§ **What is being asked**:
Copy out exactly the line that contains "Produce ground-truth annotations for the parking" and all lines following it to the end of the data.

Given entries Block Start

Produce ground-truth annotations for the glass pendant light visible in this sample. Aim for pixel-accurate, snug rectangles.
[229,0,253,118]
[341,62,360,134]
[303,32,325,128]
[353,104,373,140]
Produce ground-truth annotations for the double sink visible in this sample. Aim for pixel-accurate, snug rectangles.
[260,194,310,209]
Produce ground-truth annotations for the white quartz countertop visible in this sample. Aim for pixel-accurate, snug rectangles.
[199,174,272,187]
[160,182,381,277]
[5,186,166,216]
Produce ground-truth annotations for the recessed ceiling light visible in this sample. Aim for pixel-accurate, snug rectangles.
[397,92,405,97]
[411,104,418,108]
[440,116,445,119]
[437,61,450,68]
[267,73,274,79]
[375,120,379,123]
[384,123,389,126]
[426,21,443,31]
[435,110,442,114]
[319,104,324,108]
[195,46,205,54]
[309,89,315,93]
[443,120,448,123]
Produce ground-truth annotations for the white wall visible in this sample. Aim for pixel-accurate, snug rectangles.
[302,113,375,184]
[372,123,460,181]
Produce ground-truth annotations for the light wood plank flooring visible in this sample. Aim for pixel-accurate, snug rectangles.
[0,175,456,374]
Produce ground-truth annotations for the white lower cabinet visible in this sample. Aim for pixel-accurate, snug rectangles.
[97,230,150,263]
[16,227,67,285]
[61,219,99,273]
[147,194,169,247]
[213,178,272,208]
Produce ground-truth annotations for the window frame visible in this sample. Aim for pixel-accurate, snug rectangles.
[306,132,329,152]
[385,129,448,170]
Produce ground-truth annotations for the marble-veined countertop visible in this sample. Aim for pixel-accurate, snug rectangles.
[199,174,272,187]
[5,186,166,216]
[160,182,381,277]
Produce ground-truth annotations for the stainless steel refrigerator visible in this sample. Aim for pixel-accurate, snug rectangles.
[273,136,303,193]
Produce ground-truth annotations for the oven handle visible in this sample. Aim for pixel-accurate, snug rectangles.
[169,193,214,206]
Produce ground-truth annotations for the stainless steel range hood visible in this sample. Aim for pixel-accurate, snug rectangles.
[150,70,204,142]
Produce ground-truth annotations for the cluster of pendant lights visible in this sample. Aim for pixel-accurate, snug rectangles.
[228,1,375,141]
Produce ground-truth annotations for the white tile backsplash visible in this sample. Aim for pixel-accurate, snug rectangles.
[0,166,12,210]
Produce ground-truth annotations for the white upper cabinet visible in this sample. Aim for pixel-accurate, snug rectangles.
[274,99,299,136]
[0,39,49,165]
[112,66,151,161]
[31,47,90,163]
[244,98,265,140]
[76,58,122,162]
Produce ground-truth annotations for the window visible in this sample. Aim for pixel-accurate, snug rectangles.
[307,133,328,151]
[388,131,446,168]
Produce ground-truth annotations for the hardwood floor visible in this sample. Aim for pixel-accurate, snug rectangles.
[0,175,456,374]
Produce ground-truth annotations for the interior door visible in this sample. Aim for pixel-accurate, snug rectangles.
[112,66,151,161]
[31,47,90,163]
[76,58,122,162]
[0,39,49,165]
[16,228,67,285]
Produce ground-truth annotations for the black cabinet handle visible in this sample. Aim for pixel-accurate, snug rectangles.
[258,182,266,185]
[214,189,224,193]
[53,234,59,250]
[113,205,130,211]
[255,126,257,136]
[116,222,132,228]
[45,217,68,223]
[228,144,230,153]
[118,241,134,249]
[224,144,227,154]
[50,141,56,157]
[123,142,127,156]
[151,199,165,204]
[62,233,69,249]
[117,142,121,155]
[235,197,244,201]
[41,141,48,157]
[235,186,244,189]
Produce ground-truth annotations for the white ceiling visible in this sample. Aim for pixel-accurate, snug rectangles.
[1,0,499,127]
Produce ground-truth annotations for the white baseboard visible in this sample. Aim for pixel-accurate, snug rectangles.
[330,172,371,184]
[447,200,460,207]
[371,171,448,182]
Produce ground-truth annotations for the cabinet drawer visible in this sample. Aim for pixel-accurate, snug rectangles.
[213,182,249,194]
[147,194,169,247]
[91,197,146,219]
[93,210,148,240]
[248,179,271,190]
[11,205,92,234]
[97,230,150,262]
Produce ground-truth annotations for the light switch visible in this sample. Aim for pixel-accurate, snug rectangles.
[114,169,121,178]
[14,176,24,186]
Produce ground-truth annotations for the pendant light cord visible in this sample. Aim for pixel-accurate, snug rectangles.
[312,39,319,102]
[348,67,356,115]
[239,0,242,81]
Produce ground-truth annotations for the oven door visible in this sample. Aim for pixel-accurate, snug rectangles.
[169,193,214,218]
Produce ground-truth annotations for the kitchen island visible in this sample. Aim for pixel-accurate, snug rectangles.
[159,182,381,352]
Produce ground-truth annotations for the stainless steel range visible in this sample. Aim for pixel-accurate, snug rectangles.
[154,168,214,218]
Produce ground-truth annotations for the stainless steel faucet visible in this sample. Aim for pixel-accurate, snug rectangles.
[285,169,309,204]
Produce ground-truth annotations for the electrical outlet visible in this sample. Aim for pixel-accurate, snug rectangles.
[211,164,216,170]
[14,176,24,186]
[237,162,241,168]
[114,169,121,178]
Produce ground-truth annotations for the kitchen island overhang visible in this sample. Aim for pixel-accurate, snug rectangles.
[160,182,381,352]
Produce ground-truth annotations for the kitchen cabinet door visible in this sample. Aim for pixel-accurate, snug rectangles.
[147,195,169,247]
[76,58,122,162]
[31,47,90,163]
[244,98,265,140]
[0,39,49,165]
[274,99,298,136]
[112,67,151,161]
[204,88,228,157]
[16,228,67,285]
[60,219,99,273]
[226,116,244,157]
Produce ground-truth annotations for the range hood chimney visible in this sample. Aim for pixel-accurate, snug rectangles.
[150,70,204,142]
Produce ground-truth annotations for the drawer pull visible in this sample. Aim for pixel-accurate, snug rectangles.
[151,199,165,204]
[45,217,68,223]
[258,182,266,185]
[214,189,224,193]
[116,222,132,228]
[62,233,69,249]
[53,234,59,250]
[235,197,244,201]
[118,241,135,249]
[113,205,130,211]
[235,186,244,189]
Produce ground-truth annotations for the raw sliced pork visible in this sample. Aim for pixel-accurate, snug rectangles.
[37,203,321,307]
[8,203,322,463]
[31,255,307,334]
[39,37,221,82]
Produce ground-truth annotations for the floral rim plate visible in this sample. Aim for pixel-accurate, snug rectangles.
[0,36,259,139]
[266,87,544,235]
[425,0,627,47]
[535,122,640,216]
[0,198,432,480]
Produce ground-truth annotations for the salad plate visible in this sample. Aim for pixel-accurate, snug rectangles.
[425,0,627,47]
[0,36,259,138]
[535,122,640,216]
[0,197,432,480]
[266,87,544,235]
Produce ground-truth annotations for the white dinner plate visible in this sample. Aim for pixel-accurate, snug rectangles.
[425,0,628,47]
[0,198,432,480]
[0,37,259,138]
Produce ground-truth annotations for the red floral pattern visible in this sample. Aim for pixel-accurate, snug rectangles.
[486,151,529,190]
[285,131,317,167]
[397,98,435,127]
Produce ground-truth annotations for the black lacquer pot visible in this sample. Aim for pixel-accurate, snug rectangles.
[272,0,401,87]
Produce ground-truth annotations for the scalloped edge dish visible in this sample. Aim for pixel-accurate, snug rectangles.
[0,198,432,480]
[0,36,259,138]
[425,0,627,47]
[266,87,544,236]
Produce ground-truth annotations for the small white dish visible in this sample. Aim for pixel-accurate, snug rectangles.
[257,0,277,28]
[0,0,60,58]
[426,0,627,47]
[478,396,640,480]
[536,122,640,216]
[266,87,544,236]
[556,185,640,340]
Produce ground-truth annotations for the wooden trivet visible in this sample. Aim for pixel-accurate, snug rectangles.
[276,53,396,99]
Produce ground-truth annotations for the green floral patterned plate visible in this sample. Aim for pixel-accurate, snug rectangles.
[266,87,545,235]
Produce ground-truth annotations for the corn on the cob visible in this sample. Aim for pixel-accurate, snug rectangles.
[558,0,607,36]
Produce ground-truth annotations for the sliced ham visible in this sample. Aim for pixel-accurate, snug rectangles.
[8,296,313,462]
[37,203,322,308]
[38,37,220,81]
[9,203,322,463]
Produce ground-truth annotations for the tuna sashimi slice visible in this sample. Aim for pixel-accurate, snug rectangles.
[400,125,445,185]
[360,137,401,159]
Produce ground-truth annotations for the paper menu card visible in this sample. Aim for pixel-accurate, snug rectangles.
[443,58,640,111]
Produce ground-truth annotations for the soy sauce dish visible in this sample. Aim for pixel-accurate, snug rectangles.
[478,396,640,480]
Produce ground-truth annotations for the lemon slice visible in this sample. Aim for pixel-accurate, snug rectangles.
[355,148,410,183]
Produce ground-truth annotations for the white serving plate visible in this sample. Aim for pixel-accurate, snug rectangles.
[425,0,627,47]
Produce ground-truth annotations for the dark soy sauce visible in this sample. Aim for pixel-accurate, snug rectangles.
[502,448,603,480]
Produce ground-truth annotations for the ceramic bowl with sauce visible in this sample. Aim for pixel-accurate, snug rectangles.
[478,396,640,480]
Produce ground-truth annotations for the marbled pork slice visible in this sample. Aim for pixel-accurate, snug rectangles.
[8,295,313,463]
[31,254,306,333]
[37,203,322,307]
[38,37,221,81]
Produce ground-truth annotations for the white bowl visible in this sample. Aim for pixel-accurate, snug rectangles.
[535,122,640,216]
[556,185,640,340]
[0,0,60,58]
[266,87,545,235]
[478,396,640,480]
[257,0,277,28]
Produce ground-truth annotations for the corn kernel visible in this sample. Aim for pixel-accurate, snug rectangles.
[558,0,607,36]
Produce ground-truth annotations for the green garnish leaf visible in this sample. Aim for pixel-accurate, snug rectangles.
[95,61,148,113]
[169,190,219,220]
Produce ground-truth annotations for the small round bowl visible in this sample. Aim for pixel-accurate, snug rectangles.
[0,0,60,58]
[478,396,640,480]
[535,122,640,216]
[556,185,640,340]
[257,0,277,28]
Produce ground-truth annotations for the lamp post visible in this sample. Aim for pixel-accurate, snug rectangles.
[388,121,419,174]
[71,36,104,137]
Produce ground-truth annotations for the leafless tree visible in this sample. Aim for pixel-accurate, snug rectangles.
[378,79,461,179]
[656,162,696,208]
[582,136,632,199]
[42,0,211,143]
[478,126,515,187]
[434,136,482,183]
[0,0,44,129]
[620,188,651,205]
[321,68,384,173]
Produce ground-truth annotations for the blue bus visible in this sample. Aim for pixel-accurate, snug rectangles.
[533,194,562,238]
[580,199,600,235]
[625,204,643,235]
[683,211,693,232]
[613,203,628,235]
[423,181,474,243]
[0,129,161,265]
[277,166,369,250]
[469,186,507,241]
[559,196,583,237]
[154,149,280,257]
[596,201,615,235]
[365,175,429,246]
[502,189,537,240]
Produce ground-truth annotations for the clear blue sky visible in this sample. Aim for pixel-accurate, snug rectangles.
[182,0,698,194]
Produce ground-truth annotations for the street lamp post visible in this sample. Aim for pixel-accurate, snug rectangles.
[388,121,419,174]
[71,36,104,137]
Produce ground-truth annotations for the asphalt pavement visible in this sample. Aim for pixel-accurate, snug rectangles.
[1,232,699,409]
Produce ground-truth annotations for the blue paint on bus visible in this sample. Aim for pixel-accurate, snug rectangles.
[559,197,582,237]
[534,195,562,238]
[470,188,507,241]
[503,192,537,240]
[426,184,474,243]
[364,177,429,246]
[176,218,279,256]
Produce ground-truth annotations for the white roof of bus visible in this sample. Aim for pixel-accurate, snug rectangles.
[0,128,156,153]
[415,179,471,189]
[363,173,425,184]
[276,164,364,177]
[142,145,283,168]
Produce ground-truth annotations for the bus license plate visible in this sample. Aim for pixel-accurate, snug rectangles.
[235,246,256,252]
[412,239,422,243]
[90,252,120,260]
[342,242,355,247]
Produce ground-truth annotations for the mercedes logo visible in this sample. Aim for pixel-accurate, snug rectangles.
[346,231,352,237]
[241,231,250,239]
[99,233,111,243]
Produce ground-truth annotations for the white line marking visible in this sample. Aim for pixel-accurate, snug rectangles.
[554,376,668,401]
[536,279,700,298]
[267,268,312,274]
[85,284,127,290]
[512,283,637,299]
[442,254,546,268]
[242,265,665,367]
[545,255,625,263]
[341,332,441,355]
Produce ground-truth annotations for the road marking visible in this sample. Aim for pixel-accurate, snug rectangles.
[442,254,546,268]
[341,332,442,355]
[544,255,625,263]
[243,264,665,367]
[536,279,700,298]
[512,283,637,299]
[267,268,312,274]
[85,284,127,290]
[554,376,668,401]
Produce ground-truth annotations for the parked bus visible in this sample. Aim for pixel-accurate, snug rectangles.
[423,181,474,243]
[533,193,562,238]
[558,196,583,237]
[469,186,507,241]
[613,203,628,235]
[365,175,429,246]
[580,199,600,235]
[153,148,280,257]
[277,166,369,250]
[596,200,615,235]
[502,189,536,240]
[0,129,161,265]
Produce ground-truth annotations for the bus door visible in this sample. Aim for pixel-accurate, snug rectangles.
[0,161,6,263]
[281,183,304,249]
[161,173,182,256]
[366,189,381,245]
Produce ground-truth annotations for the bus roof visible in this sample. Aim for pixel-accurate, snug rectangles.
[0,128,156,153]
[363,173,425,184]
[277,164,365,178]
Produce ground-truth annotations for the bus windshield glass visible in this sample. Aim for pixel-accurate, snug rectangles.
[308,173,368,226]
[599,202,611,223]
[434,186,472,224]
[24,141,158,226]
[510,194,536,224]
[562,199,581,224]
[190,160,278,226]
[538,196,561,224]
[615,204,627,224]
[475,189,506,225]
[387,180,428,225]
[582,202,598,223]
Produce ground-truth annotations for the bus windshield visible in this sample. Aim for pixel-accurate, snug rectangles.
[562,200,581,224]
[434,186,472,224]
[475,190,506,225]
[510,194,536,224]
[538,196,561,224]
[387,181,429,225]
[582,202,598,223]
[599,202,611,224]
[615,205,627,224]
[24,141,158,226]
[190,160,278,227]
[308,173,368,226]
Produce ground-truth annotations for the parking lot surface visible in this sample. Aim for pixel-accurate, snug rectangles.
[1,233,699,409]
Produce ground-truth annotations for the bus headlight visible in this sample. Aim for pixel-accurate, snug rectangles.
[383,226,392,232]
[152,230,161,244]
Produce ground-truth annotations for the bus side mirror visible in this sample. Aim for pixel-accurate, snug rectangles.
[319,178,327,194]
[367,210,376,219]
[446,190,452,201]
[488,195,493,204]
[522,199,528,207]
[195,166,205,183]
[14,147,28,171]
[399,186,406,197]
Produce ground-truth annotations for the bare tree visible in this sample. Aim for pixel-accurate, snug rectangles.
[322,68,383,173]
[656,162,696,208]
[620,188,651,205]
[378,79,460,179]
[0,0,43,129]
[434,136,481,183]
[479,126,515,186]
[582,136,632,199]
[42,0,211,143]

Given entries Block End

§ **Task solution**:
Produce ground-truth annotations for the parking lot surface visible in this sample. Aim for pixel-accurate, snug rectangles.
[1,233,699,409]
Produce ground-truth annotations for the bus headlight visible in this sample. Aim for pixel-accurate, snug rectangles.
[383,226,392,232]
[152,230,161,244]
Produce ground-truth annotations for the bus side mirror visible in this sample. Aim for pixel-accurate, snug rectangles.
[319,178,327,194]
[367,210,376,219]
[446,190,452,201]
[488,195,493,204]
[522,199,528,207]
[195,166,205,183]
[14,147,28,171]
[399,186,406,197]
Produce ground-truth annotations for the bare tree visible in this sample. Aim for pixel-accurate, snug rectangles.
[322,68,383,173]
[656,162,696,208]
[620,188,651,205]
[378,79,460,179]
[0,0,43,129]
[434,136,481,183]
[479,126,515,186]
[582,136,632,199]
[42,0,211,143]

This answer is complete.